▶ **Data section**

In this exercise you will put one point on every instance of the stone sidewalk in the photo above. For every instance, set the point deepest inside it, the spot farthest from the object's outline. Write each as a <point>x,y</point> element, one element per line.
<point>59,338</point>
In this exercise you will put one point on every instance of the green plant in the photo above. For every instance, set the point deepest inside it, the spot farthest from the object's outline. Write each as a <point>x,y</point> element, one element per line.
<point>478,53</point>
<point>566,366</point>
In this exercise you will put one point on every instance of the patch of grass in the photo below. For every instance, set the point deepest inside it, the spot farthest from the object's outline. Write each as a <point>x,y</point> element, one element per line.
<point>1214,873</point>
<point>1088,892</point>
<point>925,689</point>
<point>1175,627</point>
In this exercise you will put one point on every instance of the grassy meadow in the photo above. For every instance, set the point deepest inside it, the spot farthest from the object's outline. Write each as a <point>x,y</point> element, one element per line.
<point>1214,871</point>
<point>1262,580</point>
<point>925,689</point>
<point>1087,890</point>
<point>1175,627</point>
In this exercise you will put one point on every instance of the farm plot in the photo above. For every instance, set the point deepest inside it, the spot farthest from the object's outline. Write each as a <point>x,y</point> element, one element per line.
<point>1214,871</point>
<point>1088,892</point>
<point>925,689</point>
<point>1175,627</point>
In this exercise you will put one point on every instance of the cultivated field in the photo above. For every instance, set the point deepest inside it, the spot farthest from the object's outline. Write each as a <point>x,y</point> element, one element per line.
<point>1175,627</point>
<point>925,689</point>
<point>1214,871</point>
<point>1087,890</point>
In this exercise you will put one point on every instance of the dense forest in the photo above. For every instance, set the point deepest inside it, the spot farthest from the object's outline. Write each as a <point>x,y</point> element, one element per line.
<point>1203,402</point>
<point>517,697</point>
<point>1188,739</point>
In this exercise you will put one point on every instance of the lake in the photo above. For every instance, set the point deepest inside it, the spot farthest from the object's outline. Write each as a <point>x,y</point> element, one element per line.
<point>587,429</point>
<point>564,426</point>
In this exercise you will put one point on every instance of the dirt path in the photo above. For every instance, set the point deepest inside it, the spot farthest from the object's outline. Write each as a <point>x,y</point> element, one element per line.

▶ **Prompt**
Copy the entries word for word.

▶ **Solution to this exercise**
In this exercise you will put one point on every instance of the stone sidewalk in the photo above. For every instance, set the point deepest inside it, the spot farthest from the object's outline. Write each as a <point>x,y</point> element, one element per line.
<point>59,338</point>
In this exercise you will put one point on every instance of the green plant in the photo above. For every instance, set the point deepest inside it, the spot farthest from the object's outline. Write each as a <point>x,y</point> element, one element per line.
<point>478,53</point>
<point>566,366</point>
In this exercise you will put one point on every instance of the patch of grass in the photo below. For every instance, set the point deepest inside it, the spot farthest from the object's outline. Write each as a <point>x,y</point> element, one element per line.
<point>1214,873</point>
<point>1088,892</point>
<point>925,689</point>
<point>1175,627</point>
In this exercise you will put one point on every instance of the grassy meadow in the photo above. For every instance, set the point deepest inside it, the spot farthest from the object's outline. Write each as a <point>x,y</point> element, one element per line.
<point>1214,871</point>
<point>1262,580</point>
<point>925,689</point>
<point>1087,890</point>
<point>1175,627</point>
In this exercise you will put one point on every instance of the farm plot in the photo above. For every instance, set the point deepest inside it, the spot farthest from the object's outline. Write each as a <point>x,y</point> element, one element per line.
<point>1214,871</point>
<point>1088,892</point>
<point>925,689</point>
<point>1175,627</point>
In this exercise you will put one point on every instance of the cultivated field in the photo above. For every instance, set the point deepest inside it, the spot farthest from the object's outline. Write each as a <point>x,y</point> element, one element per line.
<point>1175,627</point>
<point>925,689</point>
<point>1214,871</point>
<point>1087,890</point>
In this exercise you will put one point on every instance of the dense forest in the photo above. For every instance, set the point deepest inside it, the spot farthest from the object's outline. Write each as a <point>x,y</point> element, one element per line.
<point>1203,402</point>
<point>517,697</point>
<point>1188,739</point>
In this exercise you will put one point on every instance of the lake in the photo above. For every instance, set the point deepest inside it, the spot farthest from the object's outline. Write each as a <point>x,y</point> element, one element per line.
<point>587,429</point>
<point>564,426</point>
In this exercise you will put one point on every instance of the dirt path in the photo above. For every instance, set the point deepest inside it, the spot farthest from the object's outline. Write each as a <point>x,y</point> element, one element per line.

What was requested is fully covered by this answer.